TO DO: Could you collect every line in the records below that contains the string "pillow" and copy each of those lines out?

** Start of SUPPLIED ENTRIES **

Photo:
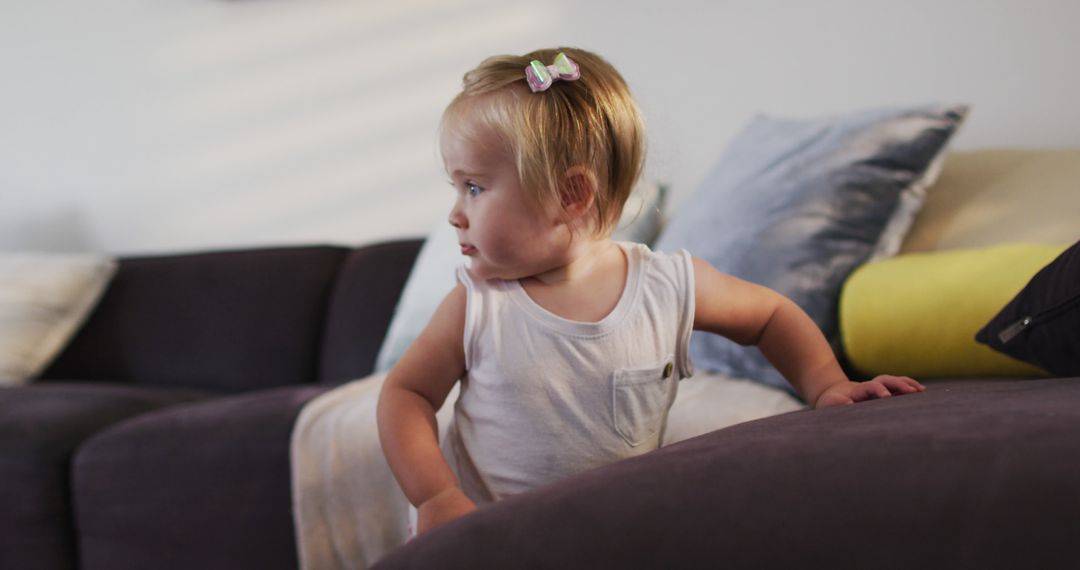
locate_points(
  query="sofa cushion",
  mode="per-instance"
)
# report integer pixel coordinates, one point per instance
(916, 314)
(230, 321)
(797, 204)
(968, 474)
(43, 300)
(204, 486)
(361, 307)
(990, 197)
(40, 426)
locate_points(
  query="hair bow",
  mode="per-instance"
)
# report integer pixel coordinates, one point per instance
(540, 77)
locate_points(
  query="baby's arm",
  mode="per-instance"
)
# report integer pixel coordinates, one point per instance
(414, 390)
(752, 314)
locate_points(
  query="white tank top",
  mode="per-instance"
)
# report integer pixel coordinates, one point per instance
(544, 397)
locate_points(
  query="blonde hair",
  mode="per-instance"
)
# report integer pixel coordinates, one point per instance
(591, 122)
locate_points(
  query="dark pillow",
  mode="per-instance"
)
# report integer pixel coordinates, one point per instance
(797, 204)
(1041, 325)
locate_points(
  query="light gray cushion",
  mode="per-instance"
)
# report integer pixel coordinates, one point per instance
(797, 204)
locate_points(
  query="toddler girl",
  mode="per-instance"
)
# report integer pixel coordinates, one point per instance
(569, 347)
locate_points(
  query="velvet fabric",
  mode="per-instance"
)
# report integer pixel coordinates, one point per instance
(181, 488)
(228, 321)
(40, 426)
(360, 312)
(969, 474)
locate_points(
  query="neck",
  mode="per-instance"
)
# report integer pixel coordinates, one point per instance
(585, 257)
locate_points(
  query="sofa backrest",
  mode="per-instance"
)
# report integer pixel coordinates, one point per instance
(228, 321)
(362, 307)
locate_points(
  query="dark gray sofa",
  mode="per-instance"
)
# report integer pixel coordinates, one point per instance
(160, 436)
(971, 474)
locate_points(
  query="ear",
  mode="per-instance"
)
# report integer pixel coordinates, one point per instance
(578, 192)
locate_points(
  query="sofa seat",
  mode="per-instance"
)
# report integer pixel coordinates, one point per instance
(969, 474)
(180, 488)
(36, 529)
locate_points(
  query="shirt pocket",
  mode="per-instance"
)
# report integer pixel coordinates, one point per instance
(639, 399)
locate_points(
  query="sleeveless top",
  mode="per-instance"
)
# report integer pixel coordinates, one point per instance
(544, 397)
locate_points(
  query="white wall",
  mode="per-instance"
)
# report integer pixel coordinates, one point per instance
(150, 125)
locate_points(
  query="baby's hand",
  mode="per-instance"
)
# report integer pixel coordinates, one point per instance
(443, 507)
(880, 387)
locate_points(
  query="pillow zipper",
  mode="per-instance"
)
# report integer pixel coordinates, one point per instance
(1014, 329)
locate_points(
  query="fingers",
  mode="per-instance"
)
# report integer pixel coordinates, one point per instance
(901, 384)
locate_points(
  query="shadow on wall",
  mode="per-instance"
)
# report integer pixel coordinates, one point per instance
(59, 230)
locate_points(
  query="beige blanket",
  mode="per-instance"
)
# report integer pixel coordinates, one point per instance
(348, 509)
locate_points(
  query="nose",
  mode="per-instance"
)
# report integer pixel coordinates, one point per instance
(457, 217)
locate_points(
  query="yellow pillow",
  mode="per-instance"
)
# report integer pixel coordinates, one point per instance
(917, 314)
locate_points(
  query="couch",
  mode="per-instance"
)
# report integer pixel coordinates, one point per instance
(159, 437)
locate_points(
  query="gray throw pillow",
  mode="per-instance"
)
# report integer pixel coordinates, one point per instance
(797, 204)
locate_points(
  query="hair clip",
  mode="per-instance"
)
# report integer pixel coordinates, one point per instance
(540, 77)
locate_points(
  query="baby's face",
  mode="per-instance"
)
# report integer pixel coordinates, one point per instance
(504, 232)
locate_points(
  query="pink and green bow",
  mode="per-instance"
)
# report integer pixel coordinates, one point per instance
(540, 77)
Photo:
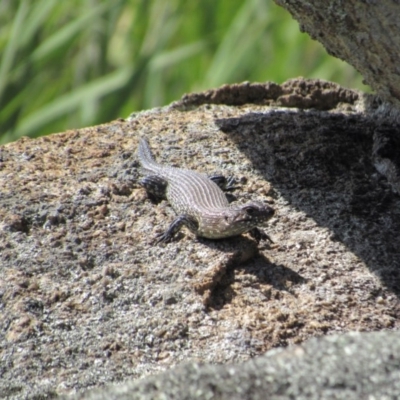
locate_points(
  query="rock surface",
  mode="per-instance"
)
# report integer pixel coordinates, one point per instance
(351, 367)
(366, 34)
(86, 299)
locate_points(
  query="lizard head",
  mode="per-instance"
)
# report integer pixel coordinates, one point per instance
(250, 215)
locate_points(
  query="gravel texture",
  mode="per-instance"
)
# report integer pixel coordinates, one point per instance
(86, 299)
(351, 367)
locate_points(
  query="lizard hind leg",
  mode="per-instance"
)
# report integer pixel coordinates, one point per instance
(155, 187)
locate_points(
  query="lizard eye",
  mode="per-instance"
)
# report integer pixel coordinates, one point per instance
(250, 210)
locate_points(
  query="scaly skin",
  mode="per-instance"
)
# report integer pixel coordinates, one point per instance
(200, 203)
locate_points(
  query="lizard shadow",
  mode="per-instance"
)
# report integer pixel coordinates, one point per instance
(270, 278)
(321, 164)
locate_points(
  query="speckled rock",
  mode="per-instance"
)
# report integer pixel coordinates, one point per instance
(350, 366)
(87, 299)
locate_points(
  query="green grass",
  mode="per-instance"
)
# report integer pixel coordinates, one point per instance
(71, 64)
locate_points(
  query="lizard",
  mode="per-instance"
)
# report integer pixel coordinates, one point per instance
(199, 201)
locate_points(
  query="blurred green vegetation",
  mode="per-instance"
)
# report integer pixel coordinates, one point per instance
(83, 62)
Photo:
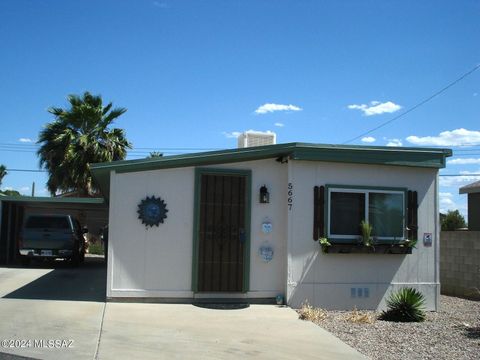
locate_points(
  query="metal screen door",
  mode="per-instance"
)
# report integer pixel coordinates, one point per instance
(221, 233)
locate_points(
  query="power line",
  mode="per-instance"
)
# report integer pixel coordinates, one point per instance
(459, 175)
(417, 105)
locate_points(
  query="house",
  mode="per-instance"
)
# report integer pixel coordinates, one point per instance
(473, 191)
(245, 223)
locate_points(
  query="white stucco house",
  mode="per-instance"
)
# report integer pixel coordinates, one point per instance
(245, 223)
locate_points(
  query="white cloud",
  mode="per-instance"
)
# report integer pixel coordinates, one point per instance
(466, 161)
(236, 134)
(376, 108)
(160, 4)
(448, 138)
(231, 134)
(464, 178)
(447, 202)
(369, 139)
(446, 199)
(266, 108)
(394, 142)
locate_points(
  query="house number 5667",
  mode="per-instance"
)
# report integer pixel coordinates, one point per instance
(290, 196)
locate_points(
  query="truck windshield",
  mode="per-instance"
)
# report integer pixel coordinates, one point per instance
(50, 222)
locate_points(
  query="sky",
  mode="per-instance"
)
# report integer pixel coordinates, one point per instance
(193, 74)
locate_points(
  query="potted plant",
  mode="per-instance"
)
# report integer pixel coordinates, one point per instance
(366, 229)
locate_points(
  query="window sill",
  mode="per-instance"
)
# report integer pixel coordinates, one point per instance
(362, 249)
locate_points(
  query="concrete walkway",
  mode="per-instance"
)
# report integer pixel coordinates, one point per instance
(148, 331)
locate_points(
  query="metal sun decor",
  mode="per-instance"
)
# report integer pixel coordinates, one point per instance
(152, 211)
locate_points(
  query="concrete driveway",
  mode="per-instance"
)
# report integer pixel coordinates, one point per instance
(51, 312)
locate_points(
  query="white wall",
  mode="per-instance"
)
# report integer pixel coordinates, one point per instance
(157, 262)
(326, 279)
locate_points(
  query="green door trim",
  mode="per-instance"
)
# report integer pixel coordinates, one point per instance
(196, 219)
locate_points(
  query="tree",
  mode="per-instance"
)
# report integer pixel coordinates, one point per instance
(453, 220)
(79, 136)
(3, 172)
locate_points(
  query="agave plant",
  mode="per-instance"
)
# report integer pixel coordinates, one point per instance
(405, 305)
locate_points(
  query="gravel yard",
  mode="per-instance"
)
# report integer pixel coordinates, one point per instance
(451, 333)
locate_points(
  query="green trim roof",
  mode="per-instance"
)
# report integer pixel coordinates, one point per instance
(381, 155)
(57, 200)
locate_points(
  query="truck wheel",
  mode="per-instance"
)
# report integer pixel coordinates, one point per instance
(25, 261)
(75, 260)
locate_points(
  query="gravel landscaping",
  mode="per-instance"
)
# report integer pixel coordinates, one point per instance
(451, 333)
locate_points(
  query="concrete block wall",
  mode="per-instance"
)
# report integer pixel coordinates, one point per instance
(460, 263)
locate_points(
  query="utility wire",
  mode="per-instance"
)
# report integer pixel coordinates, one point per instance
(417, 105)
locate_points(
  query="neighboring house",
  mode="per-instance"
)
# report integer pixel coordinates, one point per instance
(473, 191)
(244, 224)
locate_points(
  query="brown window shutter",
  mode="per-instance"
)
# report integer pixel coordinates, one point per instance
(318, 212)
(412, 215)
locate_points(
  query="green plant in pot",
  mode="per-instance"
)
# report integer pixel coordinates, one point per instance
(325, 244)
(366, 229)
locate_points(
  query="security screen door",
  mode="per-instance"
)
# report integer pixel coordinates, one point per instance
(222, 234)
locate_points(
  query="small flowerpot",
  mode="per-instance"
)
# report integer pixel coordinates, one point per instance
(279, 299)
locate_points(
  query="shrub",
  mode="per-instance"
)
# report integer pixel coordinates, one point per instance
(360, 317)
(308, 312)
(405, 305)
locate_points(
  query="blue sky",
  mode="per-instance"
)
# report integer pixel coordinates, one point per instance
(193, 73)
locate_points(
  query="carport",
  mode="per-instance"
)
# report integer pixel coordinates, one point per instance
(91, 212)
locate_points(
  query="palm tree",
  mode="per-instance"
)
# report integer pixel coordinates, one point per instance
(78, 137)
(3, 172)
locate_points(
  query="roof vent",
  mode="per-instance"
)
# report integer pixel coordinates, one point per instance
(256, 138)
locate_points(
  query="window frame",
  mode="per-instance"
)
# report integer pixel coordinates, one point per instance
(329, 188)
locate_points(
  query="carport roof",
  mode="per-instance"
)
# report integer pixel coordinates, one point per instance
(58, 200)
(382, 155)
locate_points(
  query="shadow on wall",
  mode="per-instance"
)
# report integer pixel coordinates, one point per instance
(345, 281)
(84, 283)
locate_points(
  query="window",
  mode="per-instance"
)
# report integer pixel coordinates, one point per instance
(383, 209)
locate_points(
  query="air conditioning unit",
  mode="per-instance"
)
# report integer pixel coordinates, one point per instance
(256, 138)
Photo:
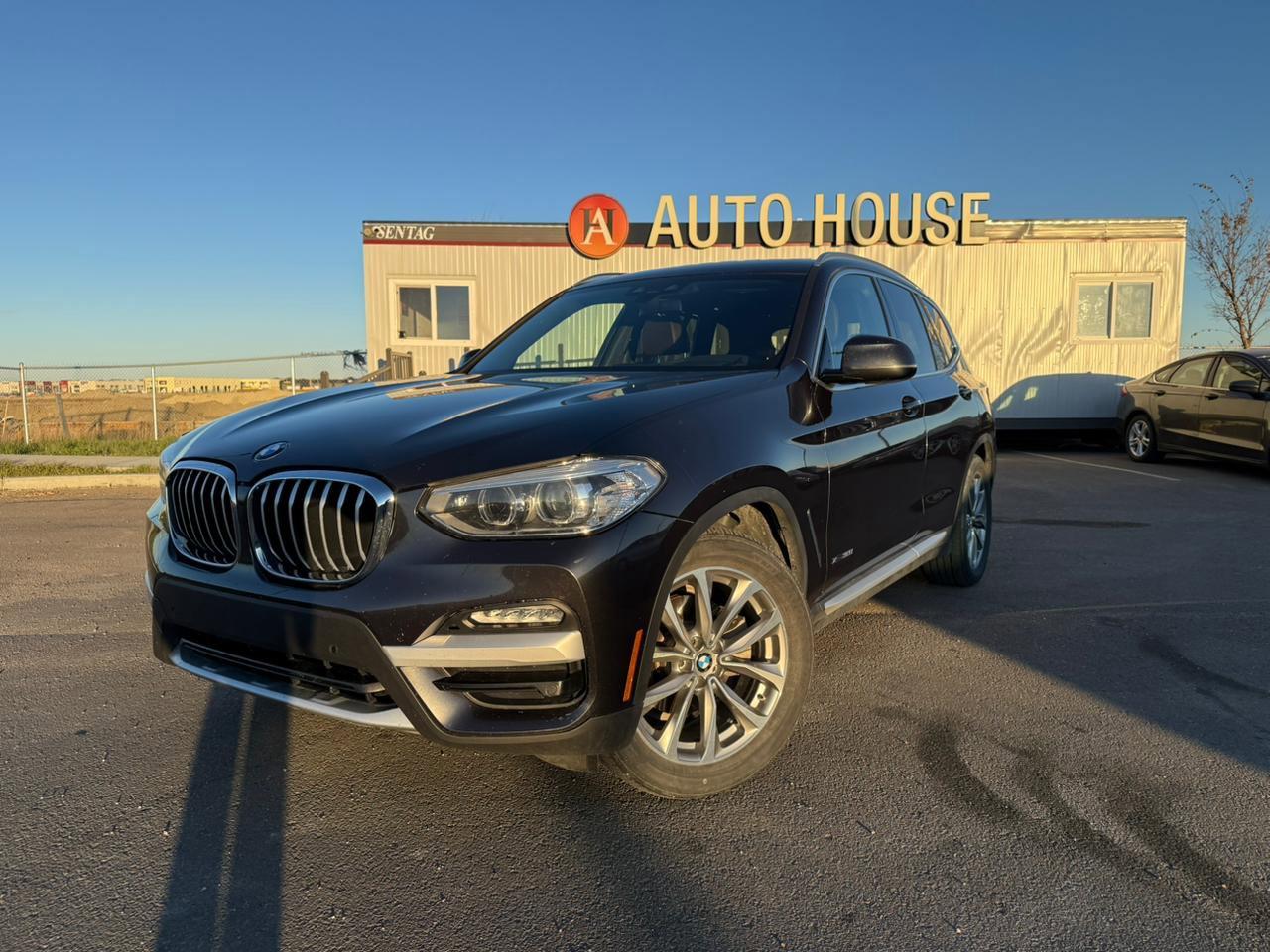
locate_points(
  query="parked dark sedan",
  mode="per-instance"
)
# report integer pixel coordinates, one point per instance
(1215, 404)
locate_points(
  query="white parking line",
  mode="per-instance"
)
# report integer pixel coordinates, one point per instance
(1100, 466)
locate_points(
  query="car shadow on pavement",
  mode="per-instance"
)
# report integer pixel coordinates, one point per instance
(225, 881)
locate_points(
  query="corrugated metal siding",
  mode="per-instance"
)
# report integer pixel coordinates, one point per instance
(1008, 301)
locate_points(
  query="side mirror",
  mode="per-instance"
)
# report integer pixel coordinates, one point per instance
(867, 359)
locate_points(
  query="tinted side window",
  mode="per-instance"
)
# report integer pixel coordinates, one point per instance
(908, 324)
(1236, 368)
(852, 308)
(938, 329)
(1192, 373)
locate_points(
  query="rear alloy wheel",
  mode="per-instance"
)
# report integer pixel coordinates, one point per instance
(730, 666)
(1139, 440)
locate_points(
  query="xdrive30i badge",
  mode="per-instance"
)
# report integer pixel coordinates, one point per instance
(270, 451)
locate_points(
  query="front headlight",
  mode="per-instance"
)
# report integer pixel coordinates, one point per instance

** End of SUPPLIED ENTRIES **

FULL ANSWER:
  query="dark pillow",
  query="pillow zipper",
  query="yellow pillow",
  query="gray throw pillow",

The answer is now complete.